__Exercise directions__:
Every record below should be repeated exactly. Omit the pictures.

__Records provided__:
━━━━━━

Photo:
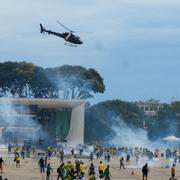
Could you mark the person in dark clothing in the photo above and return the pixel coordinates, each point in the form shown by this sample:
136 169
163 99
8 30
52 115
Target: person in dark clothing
61 156
91 170
48 171
145 170
60 171
107 173
42 165
1 162
122 163
77 163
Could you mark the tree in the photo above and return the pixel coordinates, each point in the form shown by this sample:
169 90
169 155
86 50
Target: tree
102 117
76 82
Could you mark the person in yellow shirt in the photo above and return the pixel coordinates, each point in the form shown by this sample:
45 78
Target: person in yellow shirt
101 167
82 169
173 171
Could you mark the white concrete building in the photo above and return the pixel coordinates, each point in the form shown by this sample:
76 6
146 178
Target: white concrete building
63 119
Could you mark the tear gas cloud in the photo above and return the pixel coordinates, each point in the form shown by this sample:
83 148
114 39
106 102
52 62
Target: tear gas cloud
128 136
17 125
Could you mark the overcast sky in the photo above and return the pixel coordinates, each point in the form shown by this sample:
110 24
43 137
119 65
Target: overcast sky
135 44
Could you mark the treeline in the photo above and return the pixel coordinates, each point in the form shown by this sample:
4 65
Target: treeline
22 79
100 119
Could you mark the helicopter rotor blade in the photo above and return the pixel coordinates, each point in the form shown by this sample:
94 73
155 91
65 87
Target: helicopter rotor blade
64 26
81 32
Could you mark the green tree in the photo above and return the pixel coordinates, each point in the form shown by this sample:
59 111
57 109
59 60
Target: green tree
76 82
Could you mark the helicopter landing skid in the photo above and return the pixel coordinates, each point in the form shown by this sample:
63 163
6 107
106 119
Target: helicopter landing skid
70 44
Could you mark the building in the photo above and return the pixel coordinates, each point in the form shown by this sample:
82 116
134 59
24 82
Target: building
22 118
150 108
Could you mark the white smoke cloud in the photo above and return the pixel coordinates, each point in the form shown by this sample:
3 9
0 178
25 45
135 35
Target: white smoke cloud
17 123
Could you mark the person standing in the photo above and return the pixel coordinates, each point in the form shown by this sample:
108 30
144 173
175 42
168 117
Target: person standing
101 169
107 173
17 160
173 171
61 156
145 171
48 171
82 169
41 164
60 171
1 162
122 163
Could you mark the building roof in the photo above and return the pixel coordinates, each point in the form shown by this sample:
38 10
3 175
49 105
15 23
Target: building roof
43 103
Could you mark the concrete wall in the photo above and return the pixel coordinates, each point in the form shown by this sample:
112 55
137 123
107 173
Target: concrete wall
76 132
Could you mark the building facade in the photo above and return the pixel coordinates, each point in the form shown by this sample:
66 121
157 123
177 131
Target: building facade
28 118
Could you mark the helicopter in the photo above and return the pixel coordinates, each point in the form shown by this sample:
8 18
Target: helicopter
70 38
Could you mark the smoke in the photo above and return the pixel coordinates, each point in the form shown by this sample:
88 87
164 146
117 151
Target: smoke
129 136
18 124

━━━━━━

__Response area__:
Photo:
Could you mark the person in dark clothing in the photo above and return the pixel coordinates, each point in the form shown by this sample:
136 169
163 99
8 30
52 115
Target: person in dark clothing
61 156
91 170
48 171
145 170
60 171
107 173
42 165
1 162
122 163
77 163
Could you mark the tree in the photo above and return the pixel coordinates, each point in the form shown by this sample:
169 90
169 155
86 50
Target: tree
102 117
76 82
Could you mark the person in yellow shirt in the photo above and return the pixel coordinates, each point in the form shown by this sample:
45 78
Target: person in yellow shirt
101 167
82 169
173 171
Could you mark the white concrete building in the photo above and return the pixel coordinates, each point in the form shown by this sample:
76 6
146 178
Target: white concrete building
63 119
Could you mark the tear gas cloud in the photo above and return the pixel coordinates, each point in the form shown by this sample:
83 148
114 39
106 102
52 62
Target: tear gas cloud
128 136
17 125
Could you mark the overcast sky in the photo above and return the pixel coordinates, each point in the form shown by this sample:
110 24
43 137
119 65
Target: overcast sky
135 44
Could you mark the treeline in the photo above and return the pixel coordinates, each point in the form shown by this sample:
4 65
Target: treeline
22 79
100 119
Could you mark the helicopter rotor blade in the photo above and return the pixel coordinates, each point in the form shown by this sample:
94 73
155 91
65 87
Target: helicopter rotor blade
64 26
81 32
Could you mark the green tree in the photo above and return the pixel coordinates, each point in the form shown by this sample:
59 111
57 109
59 60
Target: green tree
76 82
Could you mark the helicopter landing skid in the photo above and return the pixel coordinates, each point in the form shown by this sample:
63 163
6 107
106 119
Target: helicopter landing skid
70 44
Could you mark the building in the photo above and return the pixel coordinates, each point in the form shown by this sample:
82 116
134 59
24 82
Target: building
22 118
150 108
Could you mark the white smoke cloud in the photo above and return the pixel coordinates, each point in the form shown by this sample:
3 9
0 178
25 45
135 35
Target: white smoke cloud
17 123
Could you mark the person standing in the photo above and return the pixel coordinates, each point in the form shown by this sample:
108 30
144 173
175 42
168 117
Target: person standing
101 169
107 173
17 160
173 171
61 156
145 171
48 171
82 169
41 164
60 171
1 162
122 163
Could you mark the building roof in the photo above and return the pixel coordinates, each point in the form shown by this sample:
38 10
3 175
49 105
15 23
Target: building roof
43 103
Could you mark the concrete wall in the photo above and return the pixel coordinates, each point in the form shown by this sample:
112 55
137 123
107 173
Target: concrete wall
76 132
Could you mark the building facade in the photo above and return the pixel coordinates, each point in the form shown by this sample:
66 121
157 123
177 131
Target: building facade
28 118
Could you mark the helicopter in the photo above and return the pixel coordinates, each point in the form shown by this sample:
8 18
Target: helicopter
70 38
Could you mark the smoke in the photo above and return the pixel coordinates, each point in the form shown by this sample:
88 87
164 146
117 151
Target: smoke
129 136
18 124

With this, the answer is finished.